======== RECORDS SUPPLIED

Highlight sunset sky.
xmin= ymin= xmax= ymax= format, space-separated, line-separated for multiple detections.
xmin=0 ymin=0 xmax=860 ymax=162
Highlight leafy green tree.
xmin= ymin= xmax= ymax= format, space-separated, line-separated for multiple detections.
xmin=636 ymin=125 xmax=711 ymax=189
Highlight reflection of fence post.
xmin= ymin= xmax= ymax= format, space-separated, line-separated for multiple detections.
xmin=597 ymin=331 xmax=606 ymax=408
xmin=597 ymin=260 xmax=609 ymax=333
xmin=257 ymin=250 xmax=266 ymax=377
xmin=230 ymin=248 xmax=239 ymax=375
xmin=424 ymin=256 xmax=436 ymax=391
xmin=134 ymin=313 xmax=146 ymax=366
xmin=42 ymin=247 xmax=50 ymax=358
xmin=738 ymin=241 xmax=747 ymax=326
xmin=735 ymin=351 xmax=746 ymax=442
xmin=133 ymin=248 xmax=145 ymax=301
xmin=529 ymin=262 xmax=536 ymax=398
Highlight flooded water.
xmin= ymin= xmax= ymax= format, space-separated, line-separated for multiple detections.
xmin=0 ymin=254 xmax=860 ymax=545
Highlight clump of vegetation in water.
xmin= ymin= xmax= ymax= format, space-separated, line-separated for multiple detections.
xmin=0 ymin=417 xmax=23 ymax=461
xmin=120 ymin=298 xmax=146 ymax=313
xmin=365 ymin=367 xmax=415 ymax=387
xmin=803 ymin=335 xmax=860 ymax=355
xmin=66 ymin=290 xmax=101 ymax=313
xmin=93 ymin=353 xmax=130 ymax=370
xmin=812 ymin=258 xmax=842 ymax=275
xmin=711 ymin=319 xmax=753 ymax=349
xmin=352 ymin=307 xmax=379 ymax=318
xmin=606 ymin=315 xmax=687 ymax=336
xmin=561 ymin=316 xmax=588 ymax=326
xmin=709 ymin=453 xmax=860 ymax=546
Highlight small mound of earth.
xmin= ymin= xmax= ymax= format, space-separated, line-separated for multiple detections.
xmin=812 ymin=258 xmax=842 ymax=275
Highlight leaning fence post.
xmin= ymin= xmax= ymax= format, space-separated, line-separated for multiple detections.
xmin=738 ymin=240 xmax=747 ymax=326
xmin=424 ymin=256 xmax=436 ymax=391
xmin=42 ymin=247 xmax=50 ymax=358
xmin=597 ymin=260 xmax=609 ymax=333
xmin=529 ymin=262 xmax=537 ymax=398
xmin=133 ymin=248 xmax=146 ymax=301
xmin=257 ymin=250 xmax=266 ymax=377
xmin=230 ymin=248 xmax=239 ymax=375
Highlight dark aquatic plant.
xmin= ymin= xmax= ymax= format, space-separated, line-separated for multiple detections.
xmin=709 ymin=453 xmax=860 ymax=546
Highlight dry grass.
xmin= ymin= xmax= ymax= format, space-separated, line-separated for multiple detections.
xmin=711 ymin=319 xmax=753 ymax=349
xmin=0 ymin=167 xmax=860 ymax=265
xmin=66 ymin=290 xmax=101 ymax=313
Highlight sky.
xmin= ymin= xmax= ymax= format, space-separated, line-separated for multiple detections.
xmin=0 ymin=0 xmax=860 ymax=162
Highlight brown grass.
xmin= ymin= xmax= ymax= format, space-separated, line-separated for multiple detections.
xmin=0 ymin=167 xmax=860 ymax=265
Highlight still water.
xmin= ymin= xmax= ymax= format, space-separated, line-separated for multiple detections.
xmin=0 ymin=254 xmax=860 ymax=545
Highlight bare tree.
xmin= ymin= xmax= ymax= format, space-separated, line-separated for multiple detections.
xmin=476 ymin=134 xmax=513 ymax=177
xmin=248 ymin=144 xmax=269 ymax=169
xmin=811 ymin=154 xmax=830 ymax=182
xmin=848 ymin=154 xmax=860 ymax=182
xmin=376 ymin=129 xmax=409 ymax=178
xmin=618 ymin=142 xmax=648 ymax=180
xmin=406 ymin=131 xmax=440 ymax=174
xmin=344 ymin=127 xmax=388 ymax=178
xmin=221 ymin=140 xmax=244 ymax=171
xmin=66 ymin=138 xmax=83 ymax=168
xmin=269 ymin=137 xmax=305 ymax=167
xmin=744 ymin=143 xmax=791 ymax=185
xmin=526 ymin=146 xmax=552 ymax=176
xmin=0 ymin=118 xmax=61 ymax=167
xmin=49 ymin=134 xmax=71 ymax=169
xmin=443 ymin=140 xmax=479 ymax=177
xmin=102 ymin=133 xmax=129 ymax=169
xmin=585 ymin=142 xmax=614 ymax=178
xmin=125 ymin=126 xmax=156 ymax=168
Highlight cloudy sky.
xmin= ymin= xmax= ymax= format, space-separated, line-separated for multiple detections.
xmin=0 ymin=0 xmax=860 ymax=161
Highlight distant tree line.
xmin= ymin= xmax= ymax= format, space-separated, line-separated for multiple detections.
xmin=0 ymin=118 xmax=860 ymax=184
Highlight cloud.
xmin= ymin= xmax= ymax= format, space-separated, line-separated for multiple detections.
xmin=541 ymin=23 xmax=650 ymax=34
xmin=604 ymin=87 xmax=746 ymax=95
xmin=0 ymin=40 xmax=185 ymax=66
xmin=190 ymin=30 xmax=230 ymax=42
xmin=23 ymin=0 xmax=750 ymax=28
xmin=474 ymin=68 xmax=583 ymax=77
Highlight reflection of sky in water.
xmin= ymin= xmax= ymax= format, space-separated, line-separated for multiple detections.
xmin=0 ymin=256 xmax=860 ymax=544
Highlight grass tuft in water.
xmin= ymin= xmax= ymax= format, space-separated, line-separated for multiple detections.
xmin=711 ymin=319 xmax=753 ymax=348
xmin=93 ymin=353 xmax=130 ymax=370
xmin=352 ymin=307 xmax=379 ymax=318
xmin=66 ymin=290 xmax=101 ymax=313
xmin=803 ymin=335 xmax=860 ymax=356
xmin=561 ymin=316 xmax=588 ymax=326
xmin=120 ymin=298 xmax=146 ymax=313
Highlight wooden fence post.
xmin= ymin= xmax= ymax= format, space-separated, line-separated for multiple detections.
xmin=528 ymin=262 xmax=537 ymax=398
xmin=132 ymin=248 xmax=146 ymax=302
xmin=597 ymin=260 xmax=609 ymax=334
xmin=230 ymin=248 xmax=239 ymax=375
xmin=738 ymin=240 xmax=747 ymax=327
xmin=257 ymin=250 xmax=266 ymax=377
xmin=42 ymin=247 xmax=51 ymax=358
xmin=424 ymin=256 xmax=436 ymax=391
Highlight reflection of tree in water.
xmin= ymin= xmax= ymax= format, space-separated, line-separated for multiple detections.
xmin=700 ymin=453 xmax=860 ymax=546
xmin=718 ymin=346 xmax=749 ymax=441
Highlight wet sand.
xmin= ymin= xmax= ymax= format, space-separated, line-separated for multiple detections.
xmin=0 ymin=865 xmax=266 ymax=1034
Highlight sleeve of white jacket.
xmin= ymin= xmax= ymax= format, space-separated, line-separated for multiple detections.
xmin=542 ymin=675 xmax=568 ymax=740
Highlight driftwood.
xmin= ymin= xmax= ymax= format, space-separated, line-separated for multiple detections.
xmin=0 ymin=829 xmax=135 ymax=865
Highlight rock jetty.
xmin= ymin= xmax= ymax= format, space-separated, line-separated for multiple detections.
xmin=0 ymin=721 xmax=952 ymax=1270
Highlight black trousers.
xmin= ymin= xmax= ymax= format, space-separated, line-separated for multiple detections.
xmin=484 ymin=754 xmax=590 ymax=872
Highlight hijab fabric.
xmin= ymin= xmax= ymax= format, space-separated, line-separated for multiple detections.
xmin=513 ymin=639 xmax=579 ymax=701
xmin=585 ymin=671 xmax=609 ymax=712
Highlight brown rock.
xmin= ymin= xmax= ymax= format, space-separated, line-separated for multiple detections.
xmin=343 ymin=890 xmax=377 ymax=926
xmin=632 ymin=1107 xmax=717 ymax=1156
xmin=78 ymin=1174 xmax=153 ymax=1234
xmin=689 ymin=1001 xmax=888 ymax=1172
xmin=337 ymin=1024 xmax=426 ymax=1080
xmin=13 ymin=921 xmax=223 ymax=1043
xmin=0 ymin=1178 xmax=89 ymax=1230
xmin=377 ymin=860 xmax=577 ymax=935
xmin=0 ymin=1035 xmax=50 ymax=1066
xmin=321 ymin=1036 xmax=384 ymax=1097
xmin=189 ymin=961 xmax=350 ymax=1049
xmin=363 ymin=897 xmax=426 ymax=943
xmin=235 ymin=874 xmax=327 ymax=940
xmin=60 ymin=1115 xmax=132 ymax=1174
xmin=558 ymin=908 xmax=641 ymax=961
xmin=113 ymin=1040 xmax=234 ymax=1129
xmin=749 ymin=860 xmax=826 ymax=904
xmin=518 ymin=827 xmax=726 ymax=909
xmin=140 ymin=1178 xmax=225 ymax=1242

================

### GIVEN EXERCISE
Repeat the lines of the material above, starting with the line containing "Highlight hijab fabric." and going on through the line containing "xmin=585 ymin=671 xmax=609 ymax=712".

### CORRECT RESULT
Highlight hijab fabric.
xmin= ymin= xmax= ymax= format, space-separated, line-separated for multiple detections.
xmin=513 ymin=639 xmax=579 ymax=701
xmin=585 ymin=671 xmax=609 ymax=712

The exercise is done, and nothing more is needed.